→ What you are asked to do
Revise the records below so that "integer pixel values" becomes "whole-number pixel values" everywhere it occurs, keeping everything else identical. Leave the pictures out of your answer.
BEGIN Data lines
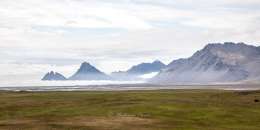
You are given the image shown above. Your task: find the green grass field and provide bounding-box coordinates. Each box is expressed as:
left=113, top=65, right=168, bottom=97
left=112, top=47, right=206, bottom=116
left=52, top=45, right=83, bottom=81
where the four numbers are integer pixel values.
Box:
left=0, top=90, right=260, bottom=130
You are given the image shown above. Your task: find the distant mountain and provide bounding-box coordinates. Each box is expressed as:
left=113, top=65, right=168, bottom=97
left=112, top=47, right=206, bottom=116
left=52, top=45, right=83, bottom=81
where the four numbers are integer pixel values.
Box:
left=69, top=62, right=111, bottom=80
left=127, top=60, right=166, bottom=74
left=151, top=42, right=260, bottom=84
left=111, top=60, right=166, bottom=80
left=42, top=71, right=67, bottom=81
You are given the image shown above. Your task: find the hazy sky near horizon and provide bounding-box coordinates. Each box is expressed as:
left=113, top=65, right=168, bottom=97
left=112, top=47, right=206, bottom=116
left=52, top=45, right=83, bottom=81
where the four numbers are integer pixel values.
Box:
left=0, top=0, right=260, bottom=80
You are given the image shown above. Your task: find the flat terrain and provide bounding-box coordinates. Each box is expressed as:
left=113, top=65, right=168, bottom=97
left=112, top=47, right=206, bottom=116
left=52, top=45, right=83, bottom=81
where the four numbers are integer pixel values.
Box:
left=0, top=90, right=260, bottom=130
END Data lines
→ Task solution
You are given the image shown above. Your task: find the green grass field and provide bounding-box coordinates. Each box is expressed as:
left=113, top=65, right=168, bottom=97
left=112, top=47, right=206, bottom=116
left=52, top=45, right=83, bottom=81
where the four numbers are whole-number pixel values.
Box:
left=0, top=90, right=260, bottom=130
You are given the image shown above. Your task: find the distant mountain and provide bounding-box coordinates. Each box is expressed as:
left=113, top=65, right=168, bottom=97
left=112, top=47, right=206, bottom=116
left=52, top=45, right=83, bottom=81
where the four numbers are whole-number pixel values.
Box:
left=69, top=62, right=111, bottom=80
left=127, top=60, right=166, bottom=74
left=151, top=42, right=260, bottom=84
left=111, top=60, right=166, bottom=80
left=42, top=71, right=67, bottom=81
You are given the image shown above. Your task: find the hazy sky near horizon and provide bounding-box coordinates. Each box is expressed as:
left=113, top=65, right=168, bottom=97
left=112, top=47, right=206, bottom=116
left=52, top=45, right=83, bottom=81
where the four numbers are whole-number pixel values.
Box:
left=0, top=0, right=260, bottom=80
You are given the image shown above. Your task: find the flat terrain and provide bounding-box coordinates. Each box is expressed as:
left=113, top=65, right=168, bottom=97
left=112, top=47, right=206, bottom=116
left=52, top=45, right=83, bottom=81
where the four numbers are whole-number pixel values.
Box:
left=0, top=90, right=260, bottom=130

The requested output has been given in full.